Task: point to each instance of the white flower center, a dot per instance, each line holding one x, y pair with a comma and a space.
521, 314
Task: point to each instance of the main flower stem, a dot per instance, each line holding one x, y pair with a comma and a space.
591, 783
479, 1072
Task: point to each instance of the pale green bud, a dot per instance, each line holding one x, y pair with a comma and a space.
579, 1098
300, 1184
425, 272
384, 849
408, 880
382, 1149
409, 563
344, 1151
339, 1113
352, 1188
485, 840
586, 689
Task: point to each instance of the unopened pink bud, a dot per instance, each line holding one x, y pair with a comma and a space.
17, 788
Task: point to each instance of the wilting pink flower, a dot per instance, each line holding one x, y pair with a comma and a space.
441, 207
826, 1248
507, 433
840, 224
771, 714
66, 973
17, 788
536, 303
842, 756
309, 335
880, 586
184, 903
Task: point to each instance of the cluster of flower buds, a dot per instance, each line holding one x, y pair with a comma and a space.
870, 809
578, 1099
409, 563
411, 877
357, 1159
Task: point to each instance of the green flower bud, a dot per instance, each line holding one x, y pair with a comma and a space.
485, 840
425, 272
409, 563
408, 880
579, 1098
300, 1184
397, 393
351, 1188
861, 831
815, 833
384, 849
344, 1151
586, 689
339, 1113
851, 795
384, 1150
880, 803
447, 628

• How to complete this task:
With nothing left out, copy every record exactly.

• Answer to the exercise:
Task: point to each instance of the white flower center, a dot per instance, each line holding one x, y pair with a comma and a space.
521, 314
Task: point to each instance of the main flower stem, a dot per instance, each line holding one x, y pair with a comma and a space.
591, 783
479, 1072
Task: point to each instance of the pale green bud, a dot per instance, each line holding one x, y pair with a comma and a space.
579, 1098
300, 1184
425, 272
384, 849
408, 880
382, 1149
409, 563
344, 1151
339, 1113
352, 1188
485, 840
586, 689
Task: point to each instance of the unopened pink bud, a dot per instance, each line holding one x, y pair with a comma and a space.
17, 788
Task: point to each instance of the wilting pink flower, a dot per instance, each line holding one x, y pair with a comma and a space.
441, 207
826, 1248
507, 433
840, 224
771, 714
66, 973
17, 788
536, 303
842, 756
309, 335
880, 586
184, 903
Task: point to each instance of the cluster of flower buds, a dot per instance, each line holding one x, y pair with a comma and a space.
870, 809
578, 1099
409, 563
411, 877
357, 1159
Task: point to each instance of the green flower bud, a dot per instance, each line holding one x, y pair with a comma and a space.
485, 840
425, 272
409, 563
408, 880
579, 1098
300, 1184
397, 393
351, 1188
861, 831
815, 833
384, 849
344, 1151
586, 689
339, 1113
851, 795
384, 1150
880, 803
447, 628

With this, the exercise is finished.